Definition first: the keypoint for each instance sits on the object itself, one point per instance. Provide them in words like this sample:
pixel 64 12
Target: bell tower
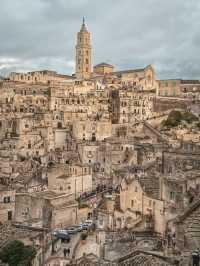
pixel 83 53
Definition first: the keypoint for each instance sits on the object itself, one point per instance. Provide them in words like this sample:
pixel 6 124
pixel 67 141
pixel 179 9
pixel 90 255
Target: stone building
pixel 83 53
pixel 7 204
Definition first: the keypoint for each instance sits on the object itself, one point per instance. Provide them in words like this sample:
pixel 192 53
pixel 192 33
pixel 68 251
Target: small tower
pixel 83 53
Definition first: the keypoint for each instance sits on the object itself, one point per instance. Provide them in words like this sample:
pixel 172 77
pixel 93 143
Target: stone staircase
pixel 192 229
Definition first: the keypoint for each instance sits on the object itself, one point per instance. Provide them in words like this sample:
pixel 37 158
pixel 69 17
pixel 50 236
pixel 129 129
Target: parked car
pixel 88 224
pixel 62 234
pixel 74 229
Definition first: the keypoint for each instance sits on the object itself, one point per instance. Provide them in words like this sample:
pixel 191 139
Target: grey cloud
pixel 41 34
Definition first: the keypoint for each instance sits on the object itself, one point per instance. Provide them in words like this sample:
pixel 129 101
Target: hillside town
pixel 101 167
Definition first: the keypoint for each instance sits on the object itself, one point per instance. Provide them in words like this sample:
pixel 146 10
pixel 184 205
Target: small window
pixel 172 195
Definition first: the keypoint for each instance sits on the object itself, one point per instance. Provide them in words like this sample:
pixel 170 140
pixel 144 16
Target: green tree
pixel 15 253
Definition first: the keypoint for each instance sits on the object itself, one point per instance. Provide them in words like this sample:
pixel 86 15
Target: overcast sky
pixel 41 34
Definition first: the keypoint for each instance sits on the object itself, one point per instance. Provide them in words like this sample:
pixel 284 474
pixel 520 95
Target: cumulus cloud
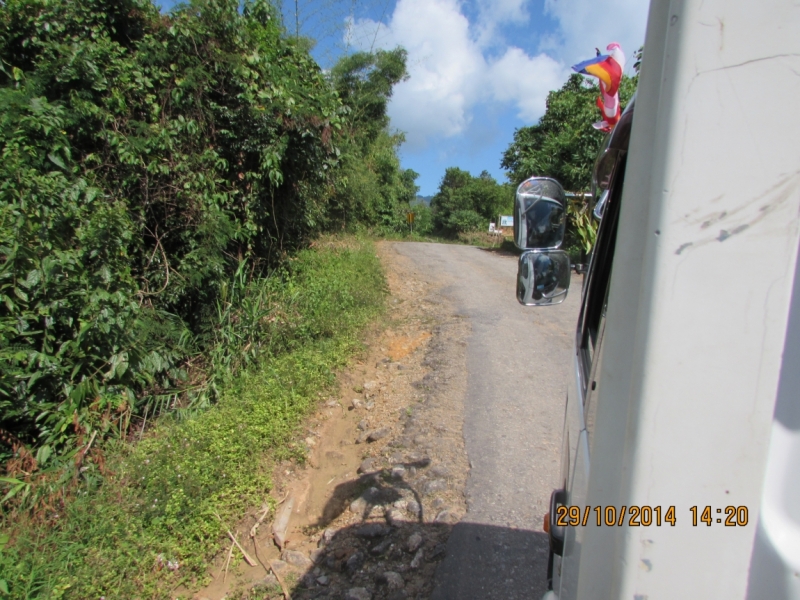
pixel 449 71
pixel 457 66
pixel 587 24
pixel 525 81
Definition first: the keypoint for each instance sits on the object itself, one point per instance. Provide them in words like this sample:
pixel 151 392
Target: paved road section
pixel 518 361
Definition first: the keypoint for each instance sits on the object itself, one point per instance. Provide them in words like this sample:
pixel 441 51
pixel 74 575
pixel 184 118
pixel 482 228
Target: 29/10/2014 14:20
pixel 646 516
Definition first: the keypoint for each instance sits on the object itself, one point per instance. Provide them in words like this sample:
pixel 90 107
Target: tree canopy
pixel 563 144
pixel 151 164
pixel 466 203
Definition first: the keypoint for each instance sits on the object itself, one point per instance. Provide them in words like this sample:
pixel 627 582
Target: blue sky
pixel 478 69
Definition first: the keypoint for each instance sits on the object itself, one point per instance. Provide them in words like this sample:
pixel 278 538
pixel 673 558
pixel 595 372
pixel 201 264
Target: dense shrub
pixel 465 203
pixel 147 162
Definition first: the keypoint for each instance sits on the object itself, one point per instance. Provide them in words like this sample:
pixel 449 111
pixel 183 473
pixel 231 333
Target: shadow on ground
pixel 395 551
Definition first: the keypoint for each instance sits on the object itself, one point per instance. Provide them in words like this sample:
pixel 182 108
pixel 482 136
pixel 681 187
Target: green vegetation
pixel 152 167
pixel 135 511
pixel 466 204
pixel 563 145
pixel 374 191
pixel 160 179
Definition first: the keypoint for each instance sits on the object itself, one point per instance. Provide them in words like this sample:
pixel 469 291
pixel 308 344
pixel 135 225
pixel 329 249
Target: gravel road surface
pixel 518 361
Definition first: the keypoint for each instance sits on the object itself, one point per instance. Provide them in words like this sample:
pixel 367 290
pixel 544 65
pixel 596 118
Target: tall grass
pixel 140 509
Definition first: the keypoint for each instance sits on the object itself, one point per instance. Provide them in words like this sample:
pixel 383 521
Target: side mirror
pixel 543 277
pixel 540 214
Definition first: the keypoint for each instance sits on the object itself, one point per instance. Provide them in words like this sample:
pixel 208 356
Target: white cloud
pixel 589 24
pixel 449 72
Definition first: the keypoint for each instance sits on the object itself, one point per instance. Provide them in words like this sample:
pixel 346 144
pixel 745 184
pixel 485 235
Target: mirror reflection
pixel 539 214
pixel 543 277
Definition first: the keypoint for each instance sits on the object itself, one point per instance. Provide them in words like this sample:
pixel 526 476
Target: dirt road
pixel 429 471
pixel 518 360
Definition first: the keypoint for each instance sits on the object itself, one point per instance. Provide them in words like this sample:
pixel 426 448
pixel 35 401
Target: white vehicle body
pixel 686 392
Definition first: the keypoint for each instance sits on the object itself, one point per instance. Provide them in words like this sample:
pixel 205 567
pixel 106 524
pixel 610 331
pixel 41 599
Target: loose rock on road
pixel 518 361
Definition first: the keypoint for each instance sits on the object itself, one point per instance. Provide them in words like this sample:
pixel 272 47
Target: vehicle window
pixel 598 277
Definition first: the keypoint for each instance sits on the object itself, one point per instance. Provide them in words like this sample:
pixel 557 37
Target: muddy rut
pixel 370 512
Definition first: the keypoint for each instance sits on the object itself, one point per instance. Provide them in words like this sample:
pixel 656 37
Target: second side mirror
pixel 543 277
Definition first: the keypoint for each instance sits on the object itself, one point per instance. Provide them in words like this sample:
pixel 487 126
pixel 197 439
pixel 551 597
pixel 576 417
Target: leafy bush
pixel 564 145
pixel 173 496
pixel 148 161
pixel 465 203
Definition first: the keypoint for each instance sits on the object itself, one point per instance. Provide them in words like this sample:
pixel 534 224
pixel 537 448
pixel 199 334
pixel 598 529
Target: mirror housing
pixel 543 277
pixel 540 214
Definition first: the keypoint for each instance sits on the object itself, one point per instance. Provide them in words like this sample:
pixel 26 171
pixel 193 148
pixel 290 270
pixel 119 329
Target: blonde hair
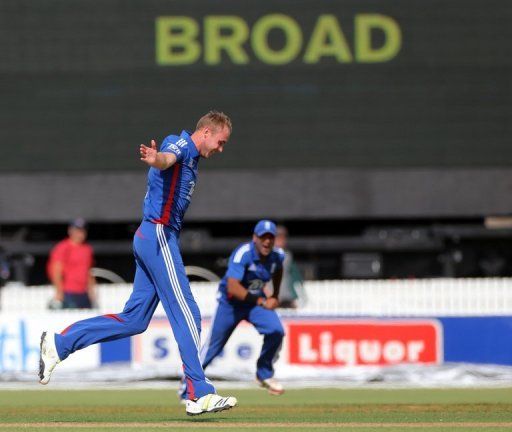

........

Return every line above that contains the word "tree". Case counts, so match only that capitalization.

# WRITTEN RESPONSE
Target: green tree
Target: tree canopy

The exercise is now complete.